Your task:
Working line by line, output the entries below exactly as they appear.

(Dataset records)
========

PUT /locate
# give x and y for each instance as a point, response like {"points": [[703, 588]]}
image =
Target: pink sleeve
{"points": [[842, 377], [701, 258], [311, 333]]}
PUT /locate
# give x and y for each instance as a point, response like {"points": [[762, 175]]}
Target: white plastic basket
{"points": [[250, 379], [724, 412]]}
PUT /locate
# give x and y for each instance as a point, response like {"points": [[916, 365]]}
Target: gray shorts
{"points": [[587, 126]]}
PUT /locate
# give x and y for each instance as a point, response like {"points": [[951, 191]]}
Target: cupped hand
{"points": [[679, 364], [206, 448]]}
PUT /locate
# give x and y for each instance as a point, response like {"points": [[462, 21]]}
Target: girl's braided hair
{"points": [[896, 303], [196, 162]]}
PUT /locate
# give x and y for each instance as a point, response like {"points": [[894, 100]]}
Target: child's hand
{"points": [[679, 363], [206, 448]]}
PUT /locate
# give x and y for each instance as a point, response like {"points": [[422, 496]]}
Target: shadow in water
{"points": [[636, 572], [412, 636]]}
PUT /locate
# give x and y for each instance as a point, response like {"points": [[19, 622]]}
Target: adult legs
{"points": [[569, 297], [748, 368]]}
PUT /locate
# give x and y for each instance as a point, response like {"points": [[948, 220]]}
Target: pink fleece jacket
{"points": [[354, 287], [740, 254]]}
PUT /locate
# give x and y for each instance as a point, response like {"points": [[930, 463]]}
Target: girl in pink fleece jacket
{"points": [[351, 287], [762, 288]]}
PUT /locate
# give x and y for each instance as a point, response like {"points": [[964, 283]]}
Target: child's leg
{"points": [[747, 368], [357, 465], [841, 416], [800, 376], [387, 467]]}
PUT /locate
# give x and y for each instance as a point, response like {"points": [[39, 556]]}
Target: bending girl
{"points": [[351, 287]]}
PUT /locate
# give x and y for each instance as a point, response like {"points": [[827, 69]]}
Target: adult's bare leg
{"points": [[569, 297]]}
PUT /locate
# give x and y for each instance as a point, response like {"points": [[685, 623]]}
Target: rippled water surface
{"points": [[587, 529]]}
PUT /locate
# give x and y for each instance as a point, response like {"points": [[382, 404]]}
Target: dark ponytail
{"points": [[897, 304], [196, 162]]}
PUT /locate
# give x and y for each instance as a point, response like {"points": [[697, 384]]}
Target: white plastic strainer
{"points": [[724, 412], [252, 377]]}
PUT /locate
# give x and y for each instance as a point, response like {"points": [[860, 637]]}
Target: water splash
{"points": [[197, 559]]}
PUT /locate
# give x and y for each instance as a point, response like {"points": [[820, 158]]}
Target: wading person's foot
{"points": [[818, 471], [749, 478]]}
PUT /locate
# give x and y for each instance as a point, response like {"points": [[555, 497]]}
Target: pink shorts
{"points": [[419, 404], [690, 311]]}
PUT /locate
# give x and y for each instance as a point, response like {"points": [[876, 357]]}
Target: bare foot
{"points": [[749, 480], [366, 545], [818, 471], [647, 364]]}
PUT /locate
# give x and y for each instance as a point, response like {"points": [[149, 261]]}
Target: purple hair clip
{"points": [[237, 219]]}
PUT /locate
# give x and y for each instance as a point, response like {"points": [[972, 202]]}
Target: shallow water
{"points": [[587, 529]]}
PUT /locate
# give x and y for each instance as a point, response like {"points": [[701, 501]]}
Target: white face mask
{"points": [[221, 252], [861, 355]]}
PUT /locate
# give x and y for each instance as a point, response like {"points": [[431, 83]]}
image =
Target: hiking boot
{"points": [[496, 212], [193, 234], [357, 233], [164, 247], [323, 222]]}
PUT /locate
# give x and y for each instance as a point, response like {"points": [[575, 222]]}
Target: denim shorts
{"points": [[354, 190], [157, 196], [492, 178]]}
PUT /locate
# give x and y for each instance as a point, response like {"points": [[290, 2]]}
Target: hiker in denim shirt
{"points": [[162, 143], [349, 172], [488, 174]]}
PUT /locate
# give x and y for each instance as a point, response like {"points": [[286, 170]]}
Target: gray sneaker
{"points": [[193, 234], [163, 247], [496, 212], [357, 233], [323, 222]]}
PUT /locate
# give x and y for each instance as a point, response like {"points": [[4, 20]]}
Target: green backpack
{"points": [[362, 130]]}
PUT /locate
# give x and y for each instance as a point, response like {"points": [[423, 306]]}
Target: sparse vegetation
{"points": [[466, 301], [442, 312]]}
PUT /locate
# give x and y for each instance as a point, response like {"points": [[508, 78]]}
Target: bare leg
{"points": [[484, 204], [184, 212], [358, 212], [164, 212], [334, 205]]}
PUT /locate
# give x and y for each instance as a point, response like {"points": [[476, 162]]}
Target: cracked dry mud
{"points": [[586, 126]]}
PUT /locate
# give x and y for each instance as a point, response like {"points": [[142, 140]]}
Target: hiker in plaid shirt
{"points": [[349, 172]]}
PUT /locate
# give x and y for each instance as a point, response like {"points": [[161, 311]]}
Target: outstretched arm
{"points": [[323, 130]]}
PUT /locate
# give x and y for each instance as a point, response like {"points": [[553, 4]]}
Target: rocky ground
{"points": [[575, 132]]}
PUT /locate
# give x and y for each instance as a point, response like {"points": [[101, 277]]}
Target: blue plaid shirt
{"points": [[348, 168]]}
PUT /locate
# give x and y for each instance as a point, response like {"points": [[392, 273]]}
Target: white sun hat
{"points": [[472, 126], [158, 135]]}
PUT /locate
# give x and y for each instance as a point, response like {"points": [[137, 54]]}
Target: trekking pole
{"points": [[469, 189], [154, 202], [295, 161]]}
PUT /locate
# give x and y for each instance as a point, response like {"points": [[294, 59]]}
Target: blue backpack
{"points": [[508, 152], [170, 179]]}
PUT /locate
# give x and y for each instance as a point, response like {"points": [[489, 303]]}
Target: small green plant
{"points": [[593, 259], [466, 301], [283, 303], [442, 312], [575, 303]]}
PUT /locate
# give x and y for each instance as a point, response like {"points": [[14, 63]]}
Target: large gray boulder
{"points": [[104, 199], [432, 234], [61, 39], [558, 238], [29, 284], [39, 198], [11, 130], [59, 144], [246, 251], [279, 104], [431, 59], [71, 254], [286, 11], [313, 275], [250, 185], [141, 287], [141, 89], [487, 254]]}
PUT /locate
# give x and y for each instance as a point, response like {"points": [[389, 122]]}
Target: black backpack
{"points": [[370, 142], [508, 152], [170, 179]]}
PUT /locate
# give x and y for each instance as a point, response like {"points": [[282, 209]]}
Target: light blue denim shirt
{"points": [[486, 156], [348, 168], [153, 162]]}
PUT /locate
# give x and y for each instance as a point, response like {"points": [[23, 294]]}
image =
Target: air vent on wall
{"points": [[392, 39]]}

========

Result of this exercise:
PUT /locate
# give x and y for each instance as a point, response like {"points": [[703, 588]]}
image =
Target: pink sleeve
{"points": [[842, 377], [701, 258], [311, 333]]}
PUT /locate
# give x and y for each instance as a point, response like {"points": [[762, 175]]}
Target: white plastic basket
{"points": [[250, 379], [724, 412]]}
PUT /locate
# give x and y for each instance as a point, response like {"points": [[916, 365]]}
Target: gray shorts
{"points": [[587, 126]]}
PUT /locate
# give x and y for each instance as a point, response like {"points": [[951, 191]]}
Target: cupped hand
{"points": [[679, 364], [206, 448]]}
PUT /locate
# give x and y for each instance as a point, response like {"points": [[462, 21]]}
Target: girl's braided hair
{"points": [[896, 303], [196, 162]]}
PUT /locate
# give x and y for each instance as a point, response like {"points": [[894, 100]]}
Target: child's hand
{"points": [[679, 363], [206, 448]]}
PUT /locate
# give x and y for each instance as a point, response like {"points": [[422, 496]]}
Target: shadow in water
{"points": [[636, 572], [412, 636]]}
PUT /locate
# give x and y for each instance as a point, response like {"points": [[19, 622]]}
Target: adult legs
{"points": [[569, 297], [748, 368]]}
PUT /locate
# give x and y for each instance as a point, response like {"points": [[948, 220]]}
Target: pink fleece jacket
{"points": [[354, 287], [740, 254]]}
PUT /locate
# give x and y for each instance as a point, response like {"points": [[930, 463]]}
Target: girl in pink fleece jacket
{"points": [[351, 287], [762, 288]]}
PUT /locate
# give x and y for each instance as a point, response like {"points": [[964, 283]]}
Target: child's leg
{"points": [[747, 368], [357, 465], [841, 416], [800, 376], [387, 467]]}
PUT /locate
# give x and y for each instance as a point, response like {"points": [[39, 556]]}
Target: bending girl
{"points": [[351, 287]]}
PUT /locate
# give x and y for each instance as a point, response like {"points": [[827, 69]]}
Target: adult's bare leg
{"points": [[569, 297]]}
PUT /locate
# give x and y for each instance as a point, response like {"points": [[685, 623]]}
Target: rippled water surface
{"points": [[587, 529]]}
PUT /locate
# give x and y for each instance as a point, response like {"points": [[382, 404]]}
Target: dark ponytail
{"points": [[897, 304], [196, 162]]}
PUT /locate
# give x and y for each instance as a point, response like {"points": [[697, 384]]}
Target: white plastic strainer
{"points": [[724, 412], [252, 377]]}
PUT /locate
# give x and y for each instance as a point, response like {"points": [[860, 637]]}
Target: water splash
{"points": [[197, 559]]}
PUT /locate
# give x and y for each instance as a point, response like {"points": [[820, 158]]}
Target: wading person's foot
{"points": [[818, 471], [749, 478]]}
PUT /locate
# give x and y for each instance as a point, response like {"points": [[555, 497]]}
Target: pink shorts
{"points": [[419, 404], [690, 311]]}
PUT /locate
# give x and y for each instance as a point, response like {"points": [[876, 357]]}
Target: bare foot
{"points": [[749, 480], [366, 545], [818, 471], [647, 364]]}
PUT /locate
# give x and y for each instance as a point, response like {"points": [[149, 261]]}
Target: purple hair clip
{"points": [[237, 219]]}
PUT /locate
# give x and y for each instance as a point, response like {"points": [[972, 202]]}
Target: shallow water
{"points": [[587, 529]]}
PUT /locate
# give x and y for each instance as a point, response like {"points": [[701, 501]]}
Target: white face mask
{"points": [[221, 252], [861, 355]]}
PUT /locate
# give x and y for each instance as a point, response like {"points": [[431, 83]]}
image =
Target: hiking boot
{"points": [[496, 212], [193, 234], [357, 233], [164, 247], [323, 222]]}
PUT /locate
# give x and y for each instance as a point, response like {"points": [[575, 222]]}
Target: denim shorts
{"points": [[354, 190], [157, 196], [492, 178]]}
PUT /locate
# give x and y for each instance as a point, response like {"points": [[290, 2]]}
Target: hiker in denim shirt
{"points": [[162, 143], [349, 172], [488, 174]]}
PUT /locate
# give x and y for each instance as a point, response like {"points": [[286, 170]]}
Target: gray sneaker
{"points": [[193, 234], [163, 247], [496, 212], [357, 233], [323, 222]]}
PUT /locate
# give x and y for each instance as a point, response like {"points": [[4, 20]]}
Target: green backpack
{"points": [[362, 130]]}
PUT /locate
# give x and y for each instance as a point, response like {"points": [[423, 306]]}
Target: sparse vegetation
{"points": [[466, 301], [442, 312]]}
PUT /locate
# give x and y for each instance as a point, response like {"points": [[508, 78]]}
Target: bare leg
{"points": [[484, 204], [184, 212], [358, 212], [164, 212], [334, 205]]}
PUT /locate
# give x and y for each instance as a point, response like {"points": [[476, 162]]}
Target: cracked dry mud
{"points": [[586, 126]]}
PUT /locate
# give x and y for each instance as a point, response like {"points": [[142, 140]]}
Target: hiker in plaid shirt
{"points": [[349, 172]]}
PUT /locate
# give x and y for each instance as a point, response like {"points": [[161, 311]]}
Target: outstretched arm
{"points": [[323, 130]]}
PUT /locate
# give x and y for each instance as a point, response like {"points": [[553, 4]]}
Target: rocky ground
{"points": [[575, 132]]}
PUT /locate
# give x and y for each instance as a point, response like {"points": [[101, 277]]}
Target: blue plaid shirt
{"points": [[348, 168]]}
PUT /locate
# give x and y for each instance as a point, response like {"points": [[392, 273]]}
Target: white sun hat
{"points": [[472, 126], [158, 135]]}
PUT /locate
# give x and y for each instance as a point, response like {"points": [[137, 54]]}
Target: trekking pole
{"points": [[469, 189], [154, 202], [295, 161]]}
PUT /locate
# give x and y for each instance as a point, response like {"points": [[294, 59]]}
Target: blue backpack
{"points": [[508, 152], [170, 179]]}
PUT /locate
# give x and y for each instance as a point, response like {"points": [[489, 303]]}
Target: small green plant
{"points": [[593, 259], [466, 301], [283, 303], [442, 312], [575, 303]]}
PUT /locate
# give x and y for each instance as a point, response like {"points": [[14, 63]]}
Target: large gray boulder
{"points": [[104, 199], [432, 234], [61, 39], [558, 238], [29, 284], [39, 198], [11, 130], [59, 144], [246, 251], [279, 104], [431, 59], [71, 254], [286, 11], [313, 275], [250, 185], [141, 287], [141, 89], [487, 254]]}
PUT /locate
# give x and y for each instance as a point, response like {"points": [[389, 122]]}
Target: black backpack
{"points": [[370, 142], [508, 152], [170, 179]]}
PUT /locate
# give x and y for each instance as a point, response like {"points": [[282, 209]]}
Target: light blue denim shirt
{"points": [[486, 156], [348, 168], [153, 162]]}
PUT /locate
# give x and y for each instance as a point, response like {"points": [[23, 294]]}
image =
Target: air vent on wall
{"points": [[392, 39]]}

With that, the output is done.